Output all of the records exactly, word for word.

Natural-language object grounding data
*****
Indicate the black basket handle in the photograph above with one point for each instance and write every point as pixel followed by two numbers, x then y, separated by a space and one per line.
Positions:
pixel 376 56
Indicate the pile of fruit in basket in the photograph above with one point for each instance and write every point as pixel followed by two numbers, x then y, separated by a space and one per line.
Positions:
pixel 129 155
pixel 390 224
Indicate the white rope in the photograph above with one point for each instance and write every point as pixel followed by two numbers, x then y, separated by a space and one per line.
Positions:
*****
EXERCISE ANSWER |
Indicate the black basket handle in the photograph above with one point for each instance and write every point as pixel followed by two numbers, x then y, separated by a space and one per line.
Positions:
pixel 376 56
Indicate the pile of fruit in basket in the photograph above with one point for each instance and write every point as pixel followed by two numbers, x then y, separated by a space and one per line.
Positions:
pixel 129 155
pixel 390 224
Indicate the white rope in the photograph above with one point for each instance and write every point as pixel followed by two numbers, x then y, separated by a space and one per line.
Positions:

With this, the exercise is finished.